:: TASK SET ::
• a. From the article on the seizure-detection algorithm, list every example of a feature type that the article gives in its parenthesis about the 11 features analyzed per channel.
• b. Using the article on the seizure-detection algorithm, answer each question in a line.
(i) At which meeting were the data described?
(ii) How many patients' recordings were used, and how many seizures did they have in total?
(iii) What was used to post-process the output of the support vector machine?
• c. Pick up the article on the seizure-detection algorithm where it stops, and continue it.

:: DOCUMENT EXCERPT ::

- - -

Conference Coverage

Algorithm Uses Individual Patient Data to Detect Epileptic Seizures


 

References

PHILADELPHIA—Without prior training on the ictal signature, a system that analyzes a patient’s brain waves can detect epileptic seizures within four seconds of onset, according to data described at the 69th Annual Meeting of the American Epilepsy Society. The device uses a dynamically adaptive machine-learning algorithm to distinguish ictal events from nonictal events in real time, and neurologists can use it in a clinical setting, according to the investigators.

“We tried to make a system that will give the earliest alert to the nurse so that they can take care of the patient … in the epilepsy monitoring unit when the patients are undergoing surgical evaluation,” said Daniel Ehrens, a doctoral student at the Johns Hopkins Hospital in Baltimore.

Daniel Ehrens

The performance of machine-learning algorithms designed to detect seizures depends on the training data available to them, but prior ictal data often are unavailable in the epilepsy monitoring unit. Mr. Ehrens and colleagues tested a novel seizure-detection system using intracranial recordings of 16 patients with focal epilepsy who underwent presurgical evaluation and had a total of 68 seizures. For each patient, the system analyzed one-hour epochs of EEG that each ended in a seizure.

The device’s algorithm performed a sliding-window analysis of each patient’s EEG to examine 11 features per channel (eg, spectral parameters, complexity, and entropy measures) that data indicate are useful in seizure detection. Features were calculated over a four-second window with a one-second sliding window. The novelty detector incorporated into the system used a one-class support vector machine (SVM) that trains on a 20-minute window of features and shifts every second. The system post-processed the SVM’s output using a Kalman filter.

- - -

:: INFORMATION ::
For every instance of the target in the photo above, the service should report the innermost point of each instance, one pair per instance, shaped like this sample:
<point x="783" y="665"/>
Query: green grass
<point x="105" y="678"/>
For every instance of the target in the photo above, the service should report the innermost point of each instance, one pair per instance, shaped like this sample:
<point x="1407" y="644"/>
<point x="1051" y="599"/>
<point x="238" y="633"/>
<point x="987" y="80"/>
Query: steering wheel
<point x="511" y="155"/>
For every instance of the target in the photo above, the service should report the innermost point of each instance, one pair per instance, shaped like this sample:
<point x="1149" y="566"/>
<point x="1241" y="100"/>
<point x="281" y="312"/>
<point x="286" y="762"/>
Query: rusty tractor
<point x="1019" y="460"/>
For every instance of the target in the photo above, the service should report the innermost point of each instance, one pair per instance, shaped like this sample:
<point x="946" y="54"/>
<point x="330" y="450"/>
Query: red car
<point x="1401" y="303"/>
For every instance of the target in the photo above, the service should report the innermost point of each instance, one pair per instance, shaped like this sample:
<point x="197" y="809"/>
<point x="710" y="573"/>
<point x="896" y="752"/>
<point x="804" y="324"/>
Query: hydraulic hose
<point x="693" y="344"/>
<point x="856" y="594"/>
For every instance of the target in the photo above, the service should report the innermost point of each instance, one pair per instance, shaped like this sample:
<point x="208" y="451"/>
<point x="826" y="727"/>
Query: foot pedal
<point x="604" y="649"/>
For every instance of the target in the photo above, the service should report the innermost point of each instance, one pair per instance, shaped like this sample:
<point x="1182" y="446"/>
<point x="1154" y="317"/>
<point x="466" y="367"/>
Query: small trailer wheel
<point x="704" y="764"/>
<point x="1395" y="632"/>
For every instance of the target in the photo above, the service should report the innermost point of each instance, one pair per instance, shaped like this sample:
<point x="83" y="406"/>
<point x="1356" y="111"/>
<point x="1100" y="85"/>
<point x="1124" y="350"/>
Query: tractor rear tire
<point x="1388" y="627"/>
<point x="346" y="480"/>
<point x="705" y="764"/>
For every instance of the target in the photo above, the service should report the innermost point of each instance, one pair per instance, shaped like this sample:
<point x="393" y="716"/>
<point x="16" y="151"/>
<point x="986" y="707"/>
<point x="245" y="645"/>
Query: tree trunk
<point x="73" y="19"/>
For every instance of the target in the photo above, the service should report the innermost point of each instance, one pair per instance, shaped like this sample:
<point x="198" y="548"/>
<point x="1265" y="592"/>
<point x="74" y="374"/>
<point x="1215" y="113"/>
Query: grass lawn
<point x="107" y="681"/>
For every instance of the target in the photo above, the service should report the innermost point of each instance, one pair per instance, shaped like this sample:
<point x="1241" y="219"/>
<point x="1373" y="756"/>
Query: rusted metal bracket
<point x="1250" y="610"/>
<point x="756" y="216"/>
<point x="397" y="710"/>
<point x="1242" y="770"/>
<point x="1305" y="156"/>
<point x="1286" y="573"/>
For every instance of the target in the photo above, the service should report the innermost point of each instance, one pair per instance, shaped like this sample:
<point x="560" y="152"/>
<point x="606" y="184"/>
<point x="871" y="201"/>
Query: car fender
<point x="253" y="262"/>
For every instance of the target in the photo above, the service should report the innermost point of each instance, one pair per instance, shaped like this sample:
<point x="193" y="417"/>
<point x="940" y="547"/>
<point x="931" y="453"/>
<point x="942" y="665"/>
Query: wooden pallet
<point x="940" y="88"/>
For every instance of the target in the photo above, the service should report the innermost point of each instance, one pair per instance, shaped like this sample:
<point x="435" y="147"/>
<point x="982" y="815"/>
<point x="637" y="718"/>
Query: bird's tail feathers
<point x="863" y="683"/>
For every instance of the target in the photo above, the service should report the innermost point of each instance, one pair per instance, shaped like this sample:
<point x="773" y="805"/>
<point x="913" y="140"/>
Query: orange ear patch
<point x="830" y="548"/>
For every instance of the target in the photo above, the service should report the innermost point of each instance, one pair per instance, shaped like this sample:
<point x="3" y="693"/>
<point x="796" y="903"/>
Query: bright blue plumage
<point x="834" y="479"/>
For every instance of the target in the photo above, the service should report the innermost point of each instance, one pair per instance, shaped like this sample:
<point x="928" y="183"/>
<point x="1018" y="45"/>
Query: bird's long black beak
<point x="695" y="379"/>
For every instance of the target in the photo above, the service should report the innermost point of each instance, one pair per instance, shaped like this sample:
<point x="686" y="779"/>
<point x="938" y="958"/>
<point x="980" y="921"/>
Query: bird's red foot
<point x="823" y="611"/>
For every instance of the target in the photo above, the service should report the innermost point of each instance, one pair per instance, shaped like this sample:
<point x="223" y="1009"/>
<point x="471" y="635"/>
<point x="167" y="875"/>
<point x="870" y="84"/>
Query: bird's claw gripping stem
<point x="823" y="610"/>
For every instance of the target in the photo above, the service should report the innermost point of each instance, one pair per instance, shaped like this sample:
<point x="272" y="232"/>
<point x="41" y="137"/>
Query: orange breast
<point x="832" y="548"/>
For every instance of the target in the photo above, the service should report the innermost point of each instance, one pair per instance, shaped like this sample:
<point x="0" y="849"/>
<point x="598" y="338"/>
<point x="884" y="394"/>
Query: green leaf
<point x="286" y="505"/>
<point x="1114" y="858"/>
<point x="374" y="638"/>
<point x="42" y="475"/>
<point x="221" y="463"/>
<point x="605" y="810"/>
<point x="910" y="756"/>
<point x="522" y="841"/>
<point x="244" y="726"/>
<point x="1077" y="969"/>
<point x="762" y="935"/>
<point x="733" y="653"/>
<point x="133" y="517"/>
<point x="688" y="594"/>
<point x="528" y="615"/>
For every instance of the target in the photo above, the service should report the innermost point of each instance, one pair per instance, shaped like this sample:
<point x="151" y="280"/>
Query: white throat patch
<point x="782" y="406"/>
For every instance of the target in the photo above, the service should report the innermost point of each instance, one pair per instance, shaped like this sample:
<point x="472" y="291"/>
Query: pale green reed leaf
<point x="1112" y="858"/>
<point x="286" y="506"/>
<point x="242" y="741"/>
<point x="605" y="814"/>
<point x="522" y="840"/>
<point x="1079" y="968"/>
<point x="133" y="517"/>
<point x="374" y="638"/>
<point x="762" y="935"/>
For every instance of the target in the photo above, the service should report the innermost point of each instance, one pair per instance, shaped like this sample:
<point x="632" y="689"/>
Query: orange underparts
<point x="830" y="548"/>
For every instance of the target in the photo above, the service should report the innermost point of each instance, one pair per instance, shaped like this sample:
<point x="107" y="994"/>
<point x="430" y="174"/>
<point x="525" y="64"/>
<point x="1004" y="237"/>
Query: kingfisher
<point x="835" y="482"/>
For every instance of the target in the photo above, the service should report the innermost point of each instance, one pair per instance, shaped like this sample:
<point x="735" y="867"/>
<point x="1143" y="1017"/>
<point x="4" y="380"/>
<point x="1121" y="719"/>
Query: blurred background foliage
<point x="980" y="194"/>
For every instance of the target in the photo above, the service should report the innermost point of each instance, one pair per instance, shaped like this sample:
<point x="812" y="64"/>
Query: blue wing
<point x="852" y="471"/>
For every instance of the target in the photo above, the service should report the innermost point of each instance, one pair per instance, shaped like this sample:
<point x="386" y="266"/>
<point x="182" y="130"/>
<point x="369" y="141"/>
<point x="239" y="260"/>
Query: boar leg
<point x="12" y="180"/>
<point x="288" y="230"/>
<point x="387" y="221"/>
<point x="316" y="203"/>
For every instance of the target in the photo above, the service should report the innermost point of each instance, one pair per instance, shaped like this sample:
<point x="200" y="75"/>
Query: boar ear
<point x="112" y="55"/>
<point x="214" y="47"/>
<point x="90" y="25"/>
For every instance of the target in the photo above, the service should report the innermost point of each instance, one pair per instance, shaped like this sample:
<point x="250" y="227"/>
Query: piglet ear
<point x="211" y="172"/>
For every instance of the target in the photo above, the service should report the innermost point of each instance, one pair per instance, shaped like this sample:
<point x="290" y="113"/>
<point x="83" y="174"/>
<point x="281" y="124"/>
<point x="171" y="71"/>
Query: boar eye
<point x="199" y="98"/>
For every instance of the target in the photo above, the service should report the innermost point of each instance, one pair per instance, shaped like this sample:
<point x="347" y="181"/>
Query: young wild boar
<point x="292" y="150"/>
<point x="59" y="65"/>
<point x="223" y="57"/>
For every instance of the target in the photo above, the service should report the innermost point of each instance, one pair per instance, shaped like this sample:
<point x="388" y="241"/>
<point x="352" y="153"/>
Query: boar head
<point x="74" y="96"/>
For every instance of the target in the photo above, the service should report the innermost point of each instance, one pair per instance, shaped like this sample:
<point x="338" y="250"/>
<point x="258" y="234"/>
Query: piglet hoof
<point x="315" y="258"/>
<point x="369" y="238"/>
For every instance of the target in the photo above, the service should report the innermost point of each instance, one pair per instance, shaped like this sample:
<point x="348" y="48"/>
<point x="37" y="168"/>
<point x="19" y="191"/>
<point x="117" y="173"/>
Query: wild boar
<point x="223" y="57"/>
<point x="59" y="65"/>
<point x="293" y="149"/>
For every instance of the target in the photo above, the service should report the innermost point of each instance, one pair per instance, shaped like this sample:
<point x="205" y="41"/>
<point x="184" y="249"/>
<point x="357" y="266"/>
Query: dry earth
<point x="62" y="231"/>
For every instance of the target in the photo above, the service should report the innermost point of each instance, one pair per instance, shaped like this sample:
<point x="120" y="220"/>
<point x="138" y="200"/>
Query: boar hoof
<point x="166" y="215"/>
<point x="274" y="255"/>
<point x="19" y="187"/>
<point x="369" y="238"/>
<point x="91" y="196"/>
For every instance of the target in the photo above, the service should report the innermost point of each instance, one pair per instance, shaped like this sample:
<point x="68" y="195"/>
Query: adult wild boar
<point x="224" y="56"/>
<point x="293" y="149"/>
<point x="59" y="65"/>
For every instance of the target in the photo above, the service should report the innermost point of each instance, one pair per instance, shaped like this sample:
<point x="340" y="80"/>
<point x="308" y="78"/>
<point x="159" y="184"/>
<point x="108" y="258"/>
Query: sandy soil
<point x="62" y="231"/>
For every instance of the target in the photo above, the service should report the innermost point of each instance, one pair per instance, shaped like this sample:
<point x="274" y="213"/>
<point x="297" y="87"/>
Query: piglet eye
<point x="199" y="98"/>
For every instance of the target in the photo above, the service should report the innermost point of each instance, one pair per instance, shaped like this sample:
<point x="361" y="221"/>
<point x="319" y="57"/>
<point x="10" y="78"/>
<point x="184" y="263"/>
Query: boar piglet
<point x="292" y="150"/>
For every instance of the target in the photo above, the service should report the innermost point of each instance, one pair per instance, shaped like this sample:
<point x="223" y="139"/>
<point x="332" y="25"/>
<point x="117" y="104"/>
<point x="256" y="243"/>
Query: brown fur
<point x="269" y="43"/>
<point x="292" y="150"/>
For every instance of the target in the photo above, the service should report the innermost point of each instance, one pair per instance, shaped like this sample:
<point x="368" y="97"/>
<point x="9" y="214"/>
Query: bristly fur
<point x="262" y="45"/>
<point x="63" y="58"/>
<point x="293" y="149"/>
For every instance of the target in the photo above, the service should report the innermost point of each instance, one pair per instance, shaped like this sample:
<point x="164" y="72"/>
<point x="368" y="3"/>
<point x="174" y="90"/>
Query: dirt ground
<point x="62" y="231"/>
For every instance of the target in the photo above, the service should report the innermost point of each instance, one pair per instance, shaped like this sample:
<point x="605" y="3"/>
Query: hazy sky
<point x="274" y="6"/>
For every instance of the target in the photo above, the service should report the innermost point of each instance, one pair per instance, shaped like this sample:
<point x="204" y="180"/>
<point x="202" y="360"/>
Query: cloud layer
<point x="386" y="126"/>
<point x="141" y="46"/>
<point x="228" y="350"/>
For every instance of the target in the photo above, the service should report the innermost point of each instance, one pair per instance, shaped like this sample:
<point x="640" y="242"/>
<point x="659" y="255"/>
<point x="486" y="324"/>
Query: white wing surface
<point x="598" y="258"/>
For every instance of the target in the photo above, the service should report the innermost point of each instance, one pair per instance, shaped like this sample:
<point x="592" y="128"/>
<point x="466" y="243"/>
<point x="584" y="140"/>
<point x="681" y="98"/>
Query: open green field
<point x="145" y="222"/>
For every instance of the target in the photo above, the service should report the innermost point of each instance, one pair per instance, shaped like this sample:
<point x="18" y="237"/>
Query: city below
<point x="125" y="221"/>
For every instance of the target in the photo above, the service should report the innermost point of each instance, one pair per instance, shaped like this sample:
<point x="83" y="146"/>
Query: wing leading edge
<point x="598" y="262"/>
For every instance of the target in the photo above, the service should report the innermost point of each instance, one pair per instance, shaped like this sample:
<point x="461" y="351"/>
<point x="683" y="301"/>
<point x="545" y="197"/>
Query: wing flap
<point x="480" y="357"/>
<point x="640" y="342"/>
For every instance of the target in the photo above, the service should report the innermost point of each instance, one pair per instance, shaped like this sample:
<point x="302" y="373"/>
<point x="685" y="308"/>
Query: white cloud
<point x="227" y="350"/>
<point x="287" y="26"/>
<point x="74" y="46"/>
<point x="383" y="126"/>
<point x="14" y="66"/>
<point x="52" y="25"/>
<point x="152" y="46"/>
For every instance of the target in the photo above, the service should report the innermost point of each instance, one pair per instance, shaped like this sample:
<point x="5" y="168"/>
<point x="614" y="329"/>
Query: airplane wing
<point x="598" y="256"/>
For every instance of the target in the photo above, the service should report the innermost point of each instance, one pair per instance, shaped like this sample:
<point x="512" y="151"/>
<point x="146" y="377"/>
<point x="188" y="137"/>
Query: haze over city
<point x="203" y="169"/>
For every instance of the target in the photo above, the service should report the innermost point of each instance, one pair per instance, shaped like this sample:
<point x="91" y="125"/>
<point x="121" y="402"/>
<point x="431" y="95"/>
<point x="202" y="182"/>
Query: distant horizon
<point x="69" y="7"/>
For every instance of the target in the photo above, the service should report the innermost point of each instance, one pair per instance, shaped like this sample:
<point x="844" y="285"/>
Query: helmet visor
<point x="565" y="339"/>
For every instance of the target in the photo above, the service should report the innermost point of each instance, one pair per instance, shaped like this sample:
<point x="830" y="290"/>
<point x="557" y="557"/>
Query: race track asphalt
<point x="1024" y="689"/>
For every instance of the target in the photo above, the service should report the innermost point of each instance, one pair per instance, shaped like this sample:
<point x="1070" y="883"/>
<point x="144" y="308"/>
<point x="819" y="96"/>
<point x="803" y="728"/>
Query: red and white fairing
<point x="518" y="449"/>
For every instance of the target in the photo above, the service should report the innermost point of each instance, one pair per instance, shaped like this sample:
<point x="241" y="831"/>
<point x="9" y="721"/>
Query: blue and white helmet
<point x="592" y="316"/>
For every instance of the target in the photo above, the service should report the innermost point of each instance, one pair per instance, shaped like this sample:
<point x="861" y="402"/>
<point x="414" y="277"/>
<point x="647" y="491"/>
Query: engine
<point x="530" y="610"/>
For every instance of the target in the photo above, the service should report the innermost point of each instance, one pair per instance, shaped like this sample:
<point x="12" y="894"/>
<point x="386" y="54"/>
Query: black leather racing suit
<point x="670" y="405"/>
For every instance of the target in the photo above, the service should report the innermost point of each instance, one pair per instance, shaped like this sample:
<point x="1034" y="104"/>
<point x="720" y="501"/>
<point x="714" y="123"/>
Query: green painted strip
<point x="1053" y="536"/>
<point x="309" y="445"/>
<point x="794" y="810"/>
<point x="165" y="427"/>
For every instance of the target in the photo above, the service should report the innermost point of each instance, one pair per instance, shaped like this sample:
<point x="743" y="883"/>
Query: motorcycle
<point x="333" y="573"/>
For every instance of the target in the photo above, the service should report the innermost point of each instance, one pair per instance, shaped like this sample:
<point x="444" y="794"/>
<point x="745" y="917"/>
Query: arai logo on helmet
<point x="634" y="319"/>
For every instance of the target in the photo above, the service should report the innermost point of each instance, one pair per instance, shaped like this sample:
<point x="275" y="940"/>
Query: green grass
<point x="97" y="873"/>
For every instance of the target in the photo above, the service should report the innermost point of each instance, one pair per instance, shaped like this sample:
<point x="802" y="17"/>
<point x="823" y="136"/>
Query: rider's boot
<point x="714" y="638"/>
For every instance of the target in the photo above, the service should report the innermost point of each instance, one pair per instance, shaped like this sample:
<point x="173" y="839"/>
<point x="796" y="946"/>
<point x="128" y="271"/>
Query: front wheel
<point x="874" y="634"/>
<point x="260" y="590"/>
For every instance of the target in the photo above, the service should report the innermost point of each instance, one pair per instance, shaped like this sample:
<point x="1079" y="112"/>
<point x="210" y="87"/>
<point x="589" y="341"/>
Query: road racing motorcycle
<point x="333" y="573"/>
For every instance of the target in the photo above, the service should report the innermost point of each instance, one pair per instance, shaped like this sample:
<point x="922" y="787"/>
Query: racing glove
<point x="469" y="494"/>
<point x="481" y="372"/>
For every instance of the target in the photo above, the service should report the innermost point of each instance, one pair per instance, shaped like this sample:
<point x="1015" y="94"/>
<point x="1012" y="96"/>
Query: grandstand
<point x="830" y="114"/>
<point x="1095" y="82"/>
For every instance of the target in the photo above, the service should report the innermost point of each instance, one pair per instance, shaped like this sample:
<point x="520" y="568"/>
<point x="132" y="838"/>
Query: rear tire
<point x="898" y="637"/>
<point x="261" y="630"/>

- - -

:: ACTIVITY ANSWERS ::
• a.
- Spectral parameters
- Complexity
- Entropy measures

• b.
(i) The 69th Annual Meeting of the American Epilepsy Society.
(ii) 16 patients, with a total of 68 seizures.
(iii) A Kalman filter.

• c.
“We look at the past 25 minutes of the patient’s brain waves and [at] how they are evolving through every second,” said Mr. Ehrens. The device compares past data to current data and looks for differences that could indicate the onset of a seizure.

After parameter optimization, a sensitivity of 95.6% was achieved for all patients and seizures, with a mean detection delay of 5.4 seconds and a false positive rate of 3.3/hour.

Many seizure-detection algorithms are trained using model seizures that may not resemble a given patient’s actual seizures. “We’re just saying, ‘It has to be different from the normal baseline,’” said Mr. Ehrens. “Every patient has a specific, stereotypical signature pattern, and if you only train to that, then you would potentially have better results.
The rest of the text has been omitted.